* [COSE DA FARE]:
- 1) Nel testo su Peter Green, con quale gruppo registra A Hard Road nel 1966?
- 2) Prosegui il testo su Peter Green a partire dalla sua ultima frase.

Peter Green
album
in pagina:
- The
End Of The Game
collabora
in:
- Rare Tracks vol.2
(Blues Breakers)
- London Live '68
(Fleetwood Mac)
- Long Walk Home
- Up
(Peter Gabriel)
- A Hard Road
- Looking Back
(John Mayall)
Tra i chitarristi più influenti e rispettati
della comunità rock, Peter Green nasce musicalmente come bassista
quando, a vent'anni, entra per breve tempo nei Peter B's Looners di
Peter Banders, dove incontra Mick Fleetwood. Imbraccia la chitarra solo
tre mesi più tardi, quando si unisce ai Bluesbrakers di John Mayall per
sostituire Eric Clapton. Con i Bluesbreakers registra
A Hard Road nel 1966, non facendo rimpiangere l'assenza di
Clapton. Nel 1967, assieme a Fleetwood e McVie (bassista dei
Bluesbreakers), dà l'avvio all'avventura Fleetwood Mac, guidandola sino
al 1970.
Il suo abbandono, proprio quando grazie a lui la band cominciava a
guadagnare i primi successi, è il preludio a un lungo periodo di
instabilità e sofferenza, psichica e fisica, dovuto dapprima all'abuso
di droghe e poi al disastroso tentativo di uscirne a colpi di
elettroshock e pesanti dosi di psicofarmaci. Un calvario che lo vede
vicino al suicidio e che passa attraverso la prigione e il manicomio.

* [RECORD ESTRATTI]:
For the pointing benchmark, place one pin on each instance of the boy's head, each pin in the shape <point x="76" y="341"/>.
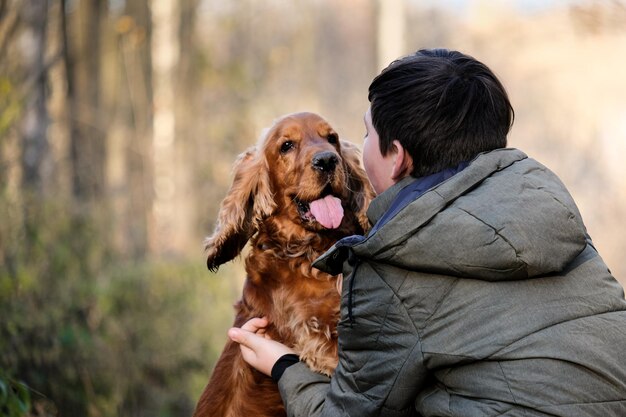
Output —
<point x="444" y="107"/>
==
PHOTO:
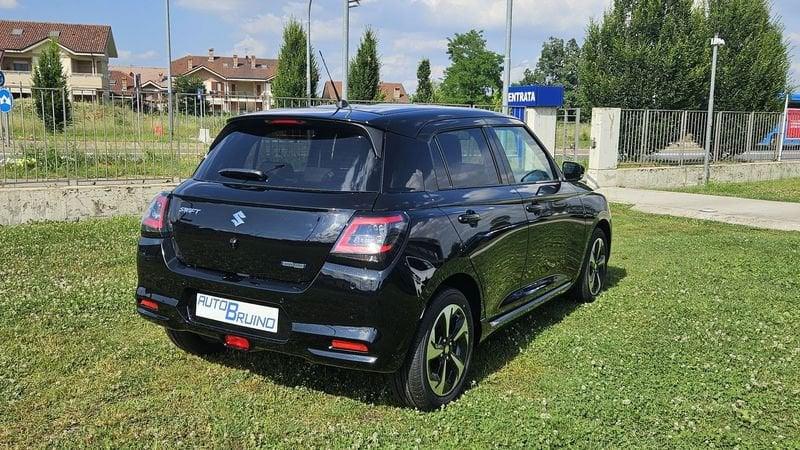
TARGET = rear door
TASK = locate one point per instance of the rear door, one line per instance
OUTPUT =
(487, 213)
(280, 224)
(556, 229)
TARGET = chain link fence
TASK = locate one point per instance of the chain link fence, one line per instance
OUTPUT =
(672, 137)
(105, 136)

* [RISULTATI]:
- 1) Con i Bluesbreakers di John Mayall.

- 2)
L'abbandono dei Fleetwood Mac coincide con la pubblicazione del suo
primo lavoro solista, l'inquieto e discontinuo
The End Of The Game, cui seguono otto anni di silenzio. Il rientro
discografico avviene In The Skyes, che finalmente restituisce al pubblico il
chitarrista dal fluido fraseggio e il compositore degli esordi Fleetwood
Mac. Nel 1981 partecipa a un brano di
The Visitors, debutto solista dell'antico compagno Mick
Fleetwood. E' questa la seconda fase della carriera di Green che
pubblica con continuità, ma qualità alterna, sino al 1987, passando da
album dignitosi, come Little Dreamer, ad altri di routine, come
Kolors e
White Sky. Anche questa fase si chiude presto con
A Case For The Blues, a nome Katmandu, nuovo effimero progetto con
Vincent Crane. Green, di nuovo perso tra i suoi personali demoni,
sparisce dalle scene sino al maggio 1996, quando a sorpresa partecipa
alla terza edizione dell'Alexis Korner Memorial nella cittadina inglese
di Buxton. In quella occasione è leader dei Peter Green Splinter Group,
con Nigel Watson (chitarra), Neil Murray (basso) e Cozy Powell
(batteria). Con questa formazione inaugura la terza fase della sua
tormentata carriera. Dopo alcuni assestamenti, il gruppo prende una
forma definitiva e inaugura una discreta serie di album,
Peter Green Splinter Group,
Time Traders, pur con qualche passo falso come
The Robert Johnson Song Book, e una nutrita serie di concerti e tour in
USA, Europa e Giappone. Alcune di queste date vedono Green accanto ad
alcuni dei suoi vecchi idoli e mentori, come B.B. King e John Mayall.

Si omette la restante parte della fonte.